Task prompt :: Across the entries below, work out how many lines contain "rectangular". Respond with the number and no other text.

'''

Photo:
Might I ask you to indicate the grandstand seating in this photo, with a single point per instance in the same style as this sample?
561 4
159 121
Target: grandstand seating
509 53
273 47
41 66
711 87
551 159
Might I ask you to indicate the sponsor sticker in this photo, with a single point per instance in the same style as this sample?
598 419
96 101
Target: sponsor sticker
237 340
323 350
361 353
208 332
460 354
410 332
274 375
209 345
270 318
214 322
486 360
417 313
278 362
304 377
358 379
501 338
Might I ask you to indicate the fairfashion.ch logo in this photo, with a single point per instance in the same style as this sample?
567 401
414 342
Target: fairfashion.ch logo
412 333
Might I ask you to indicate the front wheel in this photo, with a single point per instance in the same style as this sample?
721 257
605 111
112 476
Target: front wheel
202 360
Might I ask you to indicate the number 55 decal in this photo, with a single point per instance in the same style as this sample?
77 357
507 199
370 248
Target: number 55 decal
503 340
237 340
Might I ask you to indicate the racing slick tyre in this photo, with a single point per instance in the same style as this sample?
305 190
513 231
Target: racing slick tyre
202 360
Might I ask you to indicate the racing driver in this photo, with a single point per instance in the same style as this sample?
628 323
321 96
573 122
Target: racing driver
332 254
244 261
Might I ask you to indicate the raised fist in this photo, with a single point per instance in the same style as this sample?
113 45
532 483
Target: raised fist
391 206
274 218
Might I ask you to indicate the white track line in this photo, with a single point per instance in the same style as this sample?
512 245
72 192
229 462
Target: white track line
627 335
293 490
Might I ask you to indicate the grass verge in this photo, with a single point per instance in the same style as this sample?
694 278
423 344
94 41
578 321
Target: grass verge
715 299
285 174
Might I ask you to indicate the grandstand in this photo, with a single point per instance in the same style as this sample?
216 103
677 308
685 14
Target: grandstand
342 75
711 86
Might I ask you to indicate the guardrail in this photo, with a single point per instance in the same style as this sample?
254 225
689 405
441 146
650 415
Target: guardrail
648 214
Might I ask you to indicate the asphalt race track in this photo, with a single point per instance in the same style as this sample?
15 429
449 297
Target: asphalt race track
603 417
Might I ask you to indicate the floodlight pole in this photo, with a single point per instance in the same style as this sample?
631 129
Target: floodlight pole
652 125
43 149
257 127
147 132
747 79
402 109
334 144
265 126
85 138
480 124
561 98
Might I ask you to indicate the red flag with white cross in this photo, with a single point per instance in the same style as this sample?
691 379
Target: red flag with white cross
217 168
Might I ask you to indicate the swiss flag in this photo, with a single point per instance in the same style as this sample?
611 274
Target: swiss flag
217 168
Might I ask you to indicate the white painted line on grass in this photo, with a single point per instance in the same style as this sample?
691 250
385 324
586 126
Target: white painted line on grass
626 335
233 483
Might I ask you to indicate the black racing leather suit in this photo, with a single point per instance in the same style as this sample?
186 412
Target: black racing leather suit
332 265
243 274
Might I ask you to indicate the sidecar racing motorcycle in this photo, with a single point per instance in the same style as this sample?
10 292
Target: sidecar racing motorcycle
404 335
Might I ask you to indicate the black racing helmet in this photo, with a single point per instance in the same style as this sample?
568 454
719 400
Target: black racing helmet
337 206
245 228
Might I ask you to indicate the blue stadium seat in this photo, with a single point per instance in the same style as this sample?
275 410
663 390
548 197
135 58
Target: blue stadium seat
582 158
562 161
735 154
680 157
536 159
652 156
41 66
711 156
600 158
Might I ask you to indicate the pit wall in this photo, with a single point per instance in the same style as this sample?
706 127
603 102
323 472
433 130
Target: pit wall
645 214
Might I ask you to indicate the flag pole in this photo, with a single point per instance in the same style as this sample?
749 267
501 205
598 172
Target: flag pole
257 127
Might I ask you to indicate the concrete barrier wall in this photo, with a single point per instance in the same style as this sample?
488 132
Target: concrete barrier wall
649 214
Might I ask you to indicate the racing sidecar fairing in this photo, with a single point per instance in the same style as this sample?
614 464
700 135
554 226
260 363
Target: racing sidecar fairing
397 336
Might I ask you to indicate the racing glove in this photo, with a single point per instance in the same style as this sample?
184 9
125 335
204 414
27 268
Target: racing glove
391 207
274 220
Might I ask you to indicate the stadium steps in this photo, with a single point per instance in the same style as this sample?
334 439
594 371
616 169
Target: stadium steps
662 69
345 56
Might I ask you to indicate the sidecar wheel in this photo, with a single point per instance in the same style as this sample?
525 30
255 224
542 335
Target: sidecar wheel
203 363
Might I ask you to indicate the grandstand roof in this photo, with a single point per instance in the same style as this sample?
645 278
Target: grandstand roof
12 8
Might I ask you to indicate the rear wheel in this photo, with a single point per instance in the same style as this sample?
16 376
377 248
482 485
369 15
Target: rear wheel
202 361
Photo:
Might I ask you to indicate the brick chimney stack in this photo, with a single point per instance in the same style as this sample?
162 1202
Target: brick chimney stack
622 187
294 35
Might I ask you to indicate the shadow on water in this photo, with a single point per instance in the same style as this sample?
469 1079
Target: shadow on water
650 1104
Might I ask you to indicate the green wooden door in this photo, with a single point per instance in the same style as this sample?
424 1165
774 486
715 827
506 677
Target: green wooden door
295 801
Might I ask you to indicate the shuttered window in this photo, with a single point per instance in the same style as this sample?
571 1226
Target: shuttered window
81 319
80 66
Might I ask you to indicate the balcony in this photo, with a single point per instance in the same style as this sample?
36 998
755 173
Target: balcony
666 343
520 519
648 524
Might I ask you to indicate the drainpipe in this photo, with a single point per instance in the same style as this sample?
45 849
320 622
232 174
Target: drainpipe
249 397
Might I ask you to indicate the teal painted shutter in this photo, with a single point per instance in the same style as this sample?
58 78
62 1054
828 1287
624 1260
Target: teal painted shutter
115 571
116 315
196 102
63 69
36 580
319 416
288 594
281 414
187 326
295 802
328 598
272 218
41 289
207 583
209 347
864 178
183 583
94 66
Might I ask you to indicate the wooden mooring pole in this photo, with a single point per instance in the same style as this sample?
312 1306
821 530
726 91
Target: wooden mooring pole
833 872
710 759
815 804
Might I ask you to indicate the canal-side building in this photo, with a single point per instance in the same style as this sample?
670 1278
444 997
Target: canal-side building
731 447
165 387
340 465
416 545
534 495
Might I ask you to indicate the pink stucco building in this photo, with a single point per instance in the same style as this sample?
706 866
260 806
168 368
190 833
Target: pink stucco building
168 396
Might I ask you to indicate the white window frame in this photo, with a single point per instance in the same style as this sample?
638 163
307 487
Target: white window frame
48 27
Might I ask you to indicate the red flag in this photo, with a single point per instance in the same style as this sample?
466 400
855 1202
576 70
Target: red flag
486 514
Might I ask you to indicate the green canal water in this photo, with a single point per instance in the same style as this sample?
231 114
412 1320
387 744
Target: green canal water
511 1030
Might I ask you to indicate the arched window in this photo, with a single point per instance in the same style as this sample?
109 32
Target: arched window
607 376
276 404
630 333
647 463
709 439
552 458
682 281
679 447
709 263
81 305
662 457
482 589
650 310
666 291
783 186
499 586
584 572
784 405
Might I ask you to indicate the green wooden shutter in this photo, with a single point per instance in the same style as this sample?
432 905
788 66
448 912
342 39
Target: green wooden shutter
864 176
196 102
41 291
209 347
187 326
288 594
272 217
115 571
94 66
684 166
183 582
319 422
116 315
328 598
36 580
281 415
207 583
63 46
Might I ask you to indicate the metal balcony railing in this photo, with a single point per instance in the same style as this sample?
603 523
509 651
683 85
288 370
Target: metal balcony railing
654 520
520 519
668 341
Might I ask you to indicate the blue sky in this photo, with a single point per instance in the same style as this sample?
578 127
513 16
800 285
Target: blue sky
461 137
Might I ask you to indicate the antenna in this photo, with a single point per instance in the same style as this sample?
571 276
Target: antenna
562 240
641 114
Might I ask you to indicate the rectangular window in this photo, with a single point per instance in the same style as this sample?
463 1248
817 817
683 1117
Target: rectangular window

'''
'''

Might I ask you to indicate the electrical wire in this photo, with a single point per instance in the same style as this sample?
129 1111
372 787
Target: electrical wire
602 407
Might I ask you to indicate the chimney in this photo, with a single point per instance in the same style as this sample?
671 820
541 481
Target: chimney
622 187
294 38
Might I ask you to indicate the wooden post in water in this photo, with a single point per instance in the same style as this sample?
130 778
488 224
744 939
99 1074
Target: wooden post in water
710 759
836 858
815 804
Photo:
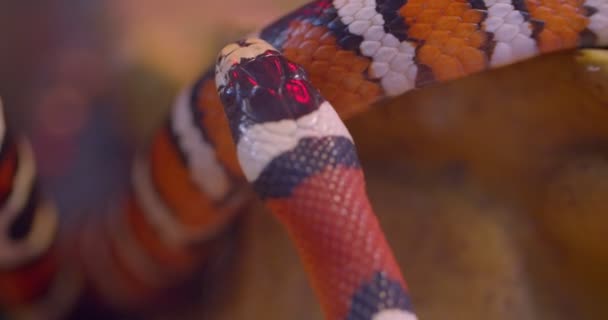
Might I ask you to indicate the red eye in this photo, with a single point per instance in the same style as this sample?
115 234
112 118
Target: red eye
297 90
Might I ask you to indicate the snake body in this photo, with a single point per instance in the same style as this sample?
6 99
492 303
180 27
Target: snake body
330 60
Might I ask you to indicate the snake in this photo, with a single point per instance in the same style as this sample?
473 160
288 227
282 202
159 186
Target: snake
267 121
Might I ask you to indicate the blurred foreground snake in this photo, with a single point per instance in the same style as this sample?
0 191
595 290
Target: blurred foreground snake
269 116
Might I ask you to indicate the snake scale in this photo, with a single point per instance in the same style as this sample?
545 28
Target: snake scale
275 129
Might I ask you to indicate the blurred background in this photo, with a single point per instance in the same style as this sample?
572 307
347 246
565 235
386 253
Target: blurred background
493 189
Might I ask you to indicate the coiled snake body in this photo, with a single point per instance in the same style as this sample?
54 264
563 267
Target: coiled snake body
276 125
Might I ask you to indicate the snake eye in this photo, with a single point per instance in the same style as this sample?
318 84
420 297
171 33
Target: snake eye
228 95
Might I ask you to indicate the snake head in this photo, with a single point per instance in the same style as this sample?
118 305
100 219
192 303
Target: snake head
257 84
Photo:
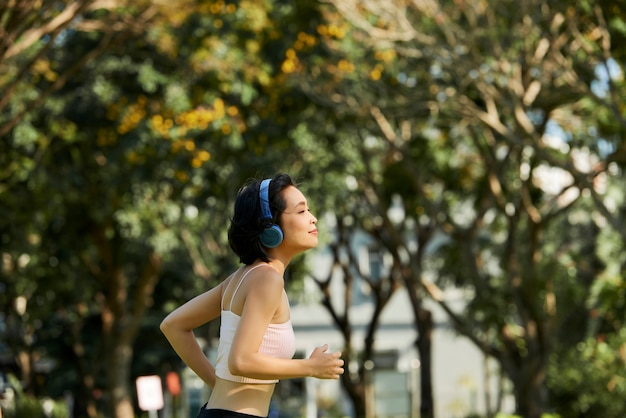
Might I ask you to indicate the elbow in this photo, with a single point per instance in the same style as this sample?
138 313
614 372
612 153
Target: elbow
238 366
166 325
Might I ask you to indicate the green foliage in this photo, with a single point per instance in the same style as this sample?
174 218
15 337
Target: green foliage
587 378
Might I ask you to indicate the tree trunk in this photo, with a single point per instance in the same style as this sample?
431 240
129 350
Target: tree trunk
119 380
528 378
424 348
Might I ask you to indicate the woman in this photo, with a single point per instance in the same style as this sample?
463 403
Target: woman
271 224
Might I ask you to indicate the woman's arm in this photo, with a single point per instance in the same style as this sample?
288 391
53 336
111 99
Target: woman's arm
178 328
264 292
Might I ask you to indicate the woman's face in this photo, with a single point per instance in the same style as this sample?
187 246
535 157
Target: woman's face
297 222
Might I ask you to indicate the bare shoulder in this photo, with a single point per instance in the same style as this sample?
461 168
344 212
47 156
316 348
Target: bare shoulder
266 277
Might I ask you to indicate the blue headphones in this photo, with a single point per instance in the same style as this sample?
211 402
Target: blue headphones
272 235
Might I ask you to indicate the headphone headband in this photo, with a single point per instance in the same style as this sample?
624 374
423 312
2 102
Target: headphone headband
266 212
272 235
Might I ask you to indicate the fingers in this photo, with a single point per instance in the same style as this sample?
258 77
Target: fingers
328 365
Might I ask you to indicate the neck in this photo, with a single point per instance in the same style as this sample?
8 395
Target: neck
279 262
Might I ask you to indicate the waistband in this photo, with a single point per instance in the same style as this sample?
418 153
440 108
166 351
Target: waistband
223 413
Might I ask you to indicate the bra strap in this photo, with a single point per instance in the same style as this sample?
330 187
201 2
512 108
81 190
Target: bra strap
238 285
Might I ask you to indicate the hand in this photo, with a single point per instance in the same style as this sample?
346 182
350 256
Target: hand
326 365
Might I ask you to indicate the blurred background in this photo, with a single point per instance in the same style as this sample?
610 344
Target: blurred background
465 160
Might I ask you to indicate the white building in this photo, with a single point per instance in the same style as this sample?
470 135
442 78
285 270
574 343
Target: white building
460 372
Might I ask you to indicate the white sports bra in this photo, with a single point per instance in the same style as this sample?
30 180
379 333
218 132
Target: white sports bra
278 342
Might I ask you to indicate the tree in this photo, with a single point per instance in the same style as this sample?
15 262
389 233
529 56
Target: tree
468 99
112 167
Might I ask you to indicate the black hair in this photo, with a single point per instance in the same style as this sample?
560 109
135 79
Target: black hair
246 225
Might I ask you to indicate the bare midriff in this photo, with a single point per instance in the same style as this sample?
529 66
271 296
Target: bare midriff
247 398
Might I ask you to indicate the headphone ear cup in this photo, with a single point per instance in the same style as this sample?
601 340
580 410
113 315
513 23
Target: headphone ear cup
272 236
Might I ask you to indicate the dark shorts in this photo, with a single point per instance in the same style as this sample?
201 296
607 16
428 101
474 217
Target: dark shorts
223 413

'''
'''

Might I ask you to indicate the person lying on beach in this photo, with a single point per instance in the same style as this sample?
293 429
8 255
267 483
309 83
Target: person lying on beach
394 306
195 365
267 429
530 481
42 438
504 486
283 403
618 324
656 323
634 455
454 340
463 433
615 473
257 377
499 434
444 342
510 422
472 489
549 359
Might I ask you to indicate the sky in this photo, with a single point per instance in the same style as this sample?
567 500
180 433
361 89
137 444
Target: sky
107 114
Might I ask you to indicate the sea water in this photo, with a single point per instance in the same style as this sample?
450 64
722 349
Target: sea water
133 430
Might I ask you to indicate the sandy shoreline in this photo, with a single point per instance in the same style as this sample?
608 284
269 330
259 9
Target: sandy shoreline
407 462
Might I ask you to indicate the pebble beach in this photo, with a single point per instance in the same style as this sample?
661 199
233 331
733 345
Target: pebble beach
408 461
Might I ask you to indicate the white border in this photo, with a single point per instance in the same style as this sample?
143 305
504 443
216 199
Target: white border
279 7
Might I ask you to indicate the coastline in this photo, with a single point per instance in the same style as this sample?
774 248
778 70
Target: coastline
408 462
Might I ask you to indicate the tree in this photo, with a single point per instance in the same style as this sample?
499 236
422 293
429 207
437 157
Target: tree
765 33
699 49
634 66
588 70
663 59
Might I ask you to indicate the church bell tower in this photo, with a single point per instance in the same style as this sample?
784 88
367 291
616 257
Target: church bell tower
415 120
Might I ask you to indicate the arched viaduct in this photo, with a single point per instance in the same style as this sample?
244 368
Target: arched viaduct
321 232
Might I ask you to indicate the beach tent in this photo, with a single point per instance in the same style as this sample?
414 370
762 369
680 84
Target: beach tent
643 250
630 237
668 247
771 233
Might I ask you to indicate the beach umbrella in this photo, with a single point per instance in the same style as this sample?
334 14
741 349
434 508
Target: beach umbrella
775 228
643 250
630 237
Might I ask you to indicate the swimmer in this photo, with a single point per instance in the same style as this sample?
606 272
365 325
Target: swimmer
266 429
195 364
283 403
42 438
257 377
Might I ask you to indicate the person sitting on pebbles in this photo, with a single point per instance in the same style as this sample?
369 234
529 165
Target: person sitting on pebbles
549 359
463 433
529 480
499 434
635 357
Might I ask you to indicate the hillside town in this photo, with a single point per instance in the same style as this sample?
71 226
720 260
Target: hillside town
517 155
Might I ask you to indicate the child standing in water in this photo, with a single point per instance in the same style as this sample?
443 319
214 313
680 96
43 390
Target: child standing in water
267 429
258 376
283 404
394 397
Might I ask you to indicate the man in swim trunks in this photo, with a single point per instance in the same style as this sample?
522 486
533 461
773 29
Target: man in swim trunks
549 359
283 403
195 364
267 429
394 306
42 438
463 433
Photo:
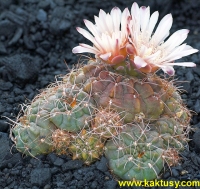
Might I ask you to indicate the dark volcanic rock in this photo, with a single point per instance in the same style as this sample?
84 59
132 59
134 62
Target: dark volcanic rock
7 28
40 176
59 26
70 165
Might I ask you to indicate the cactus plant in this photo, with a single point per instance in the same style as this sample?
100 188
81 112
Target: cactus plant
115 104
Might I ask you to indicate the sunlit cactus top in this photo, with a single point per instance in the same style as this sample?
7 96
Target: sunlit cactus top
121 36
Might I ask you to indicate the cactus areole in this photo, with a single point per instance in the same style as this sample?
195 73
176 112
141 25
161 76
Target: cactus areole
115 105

'''

Exercise result :: 2